Texto extraído ->
┄┄┄┄┄┄┄┄┄┄

Las osamentas humanas extraídas por Edward Thompson en 1904 y examinada por Ernest A. Hooton en 1940 corresponden a restos de 42 individuos, más de la mitad de los cuales eran menores de 20 años, es decir. adolescentes; catorce eran menores de 12, de sexo no identificado (Coggins y Shane, 1989:25-28). La presencia de niños concuerda con la muestra esquelética recobrada por William Folan en 1961 y por Piña Chán en 1968 y estudiada por Guillermo de Anda (2007:54-57), quien a partir de análisis tafonómicos y osteológicos estableció que la mayoría pertenecen a infantes, otros a varones jóvenes y en menor medida a mujeres. Examinó 125 osamentas de 135, además de omóplatos, clavículas, costillas, húmeros, radios, tibias y fémures, de las cuales 80 resultaron ser de infantes y 45 de adultos —31 varones y 14 mujeres—, lo que claramente desmintió la creencia popular de que en los cenotes sólo se ofrendaban doncellas; los restos corresponden tanto al Clásico como al Posclásico (Anda, 2007:55-57). En algunos de estos restos fueron identificadas marcas de tratamientos culturales asociadas al sacrificio, entre ellas huellas de corte de forma triangular en las costillas infantiles, lo que debió ser ocasionado por objetos cortantes en cardiectomías. Debe recordarse que este tipo de sacrificio difícilmente dejaba huellas peri mortem puesto que, de acuerdo con los estudios realizados por Tiesler y Cucina (2008:103-125), esta inmolación era realizada como una incisión transversal por debajo de la caja torácica, por lo cual eventualmente sólo quedan huellas en cortes o raspones sobre las costillas y vértebras inferiores. En la muestra de los 31 varones sólo se detectaron marcas de descarnado, desollamiento y exposición al fuego, los cuales corresponden a tratamientos culturales póstumos a los cuerpos de las víctimas sacrificiales (González, 2003:23).
Los discos de oro F, H y L se encuentran resguardos en el Museo Peabody de Arqueología y Etnología de la Universidad de Harvard. Se cree que los discos F y H debieron elaborarse entre los años 800 y 900 d.C., mientras que el L debe ser más tardío (950-1100 d.C.). La iconografía de los tres discos, sin embargo, coincide con elementos distintivos del paso entre el Clásico Terminal y el Posclásico. Se han trabajado con la técnica del repujado y sólo el disco F está entero, pues el H y el L tuvieron que ser reconstruidos con base en los fragmentos encontrados.

┄┄┄┄┄┄┄┄┄┄

Material ->
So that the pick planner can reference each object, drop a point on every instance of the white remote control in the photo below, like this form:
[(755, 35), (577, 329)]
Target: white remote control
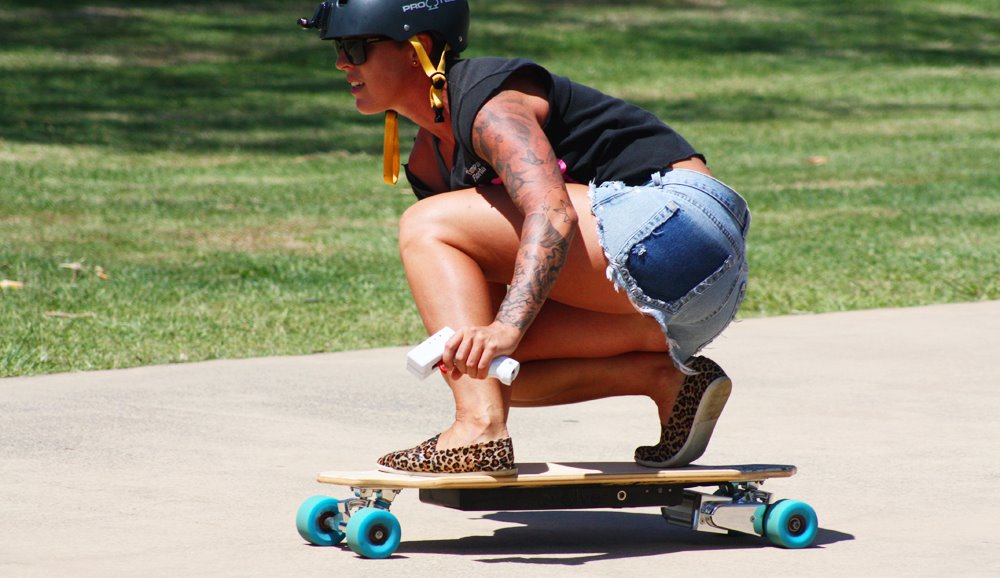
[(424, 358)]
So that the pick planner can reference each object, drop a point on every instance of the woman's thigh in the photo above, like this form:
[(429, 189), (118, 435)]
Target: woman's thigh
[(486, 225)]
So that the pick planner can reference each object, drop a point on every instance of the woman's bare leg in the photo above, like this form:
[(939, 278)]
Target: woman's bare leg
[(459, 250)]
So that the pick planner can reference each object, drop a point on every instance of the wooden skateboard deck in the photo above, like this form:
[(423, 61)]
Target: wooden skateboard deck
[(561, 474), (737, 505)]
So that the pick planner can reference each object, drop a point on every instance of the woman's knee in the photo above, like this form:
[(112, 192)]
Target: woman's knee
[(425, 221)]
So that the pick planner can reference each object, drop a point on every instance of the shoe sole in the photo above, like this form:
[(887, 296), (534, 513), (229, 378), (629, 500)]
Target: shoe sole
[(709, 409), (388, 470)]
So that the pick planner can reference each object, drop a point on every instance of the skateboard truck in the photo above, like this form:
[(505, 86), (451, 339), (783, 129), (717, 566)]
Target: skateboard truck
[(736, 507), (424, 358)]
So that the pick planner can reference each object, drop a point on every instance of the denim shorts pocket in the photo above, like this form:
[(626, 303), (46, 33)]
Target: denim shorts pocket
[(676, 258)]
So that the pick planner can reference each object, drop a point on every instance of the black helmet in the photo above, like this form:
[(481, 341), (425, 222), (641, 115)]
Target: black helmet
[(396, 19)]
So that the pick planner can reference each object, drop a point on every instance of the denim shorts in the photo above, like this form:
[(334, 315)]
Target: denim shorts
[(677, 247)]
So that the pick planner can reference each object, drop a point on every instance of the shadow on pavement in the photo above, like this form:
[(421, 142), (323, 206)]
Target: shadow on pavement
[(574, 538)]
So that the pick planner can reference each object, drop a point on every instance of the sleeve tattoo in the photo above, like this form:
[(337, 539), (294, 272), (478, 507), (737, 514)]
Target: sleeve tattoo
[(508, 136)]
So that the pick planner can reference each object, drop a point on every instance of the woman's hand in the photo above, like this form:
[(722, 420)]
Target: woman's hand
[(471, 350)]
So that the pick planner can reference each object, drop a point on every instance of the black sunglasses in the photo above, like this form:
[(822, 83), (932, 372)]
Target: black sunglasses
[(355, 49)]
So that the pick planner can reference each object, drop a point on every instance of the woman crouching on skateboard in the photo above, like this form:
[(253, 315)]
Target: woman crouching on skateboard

┄┄┄┄┄┄┄┄┄┄

Tareas del ejercicio ->
a: Pasa al inglés esta oración del texto sobre los restos humanos y los discos de oro: "Se cree que los discos F y H debieron elaborarse entre los años 800 y 900 d.C., mientras que el L debe ser más tardío (950-1100 d.C.)."
b: Sigue escribiendo el texto sobre los restos humanos y los discos de oro justo después de su última oración.

Resultados del ejercicio ->
a: It is believed that disks F and H must have been made between the years 800 and 900 AD, while disk L must be later (950–1100 AD).

b:
El disco F (ver Figura 1) tiene un diámetro de 20.7 centímetros, fue elaborado en hoja de oro y recubierto en negro; quizá tuvo una base de madera. Tiene una cinta perimetral plana y la escena central está ubicada sobre una superficie ligeramente convexa (Coggins y Shane, 1989:25-28). En el perímetro, a espacios equidistantes, se reconocen las peculiares cabezas de dragón distintivas del arte y la religión de los mayas. Disponiendo la escena central frente al espectador, en el eje vertical arriba y abajo aparecen sendos pares de cabezas con la mandíbula descarnada, pupila de voluta y nariz foliada descendente; en el eje horizontal sólo se muestran sendas cabezas de perfil sin maxilar inferior. En la escena central se dispusieron dos líneas paralelas que delimitan el suelo sobre el que ocurre la acción representada; debajo de ellas nuevamente aparece la figura del dragón sin mandíbula inferior. De esta suerte queda claro que se han delimitado las cinco direcciones cósmicas en el plano terrestre, en un espacio liminar con el inframundo.
[i] Fuente: Ilustración de María Fernanda Urbina Durán basada en Coggins y Shane (1989).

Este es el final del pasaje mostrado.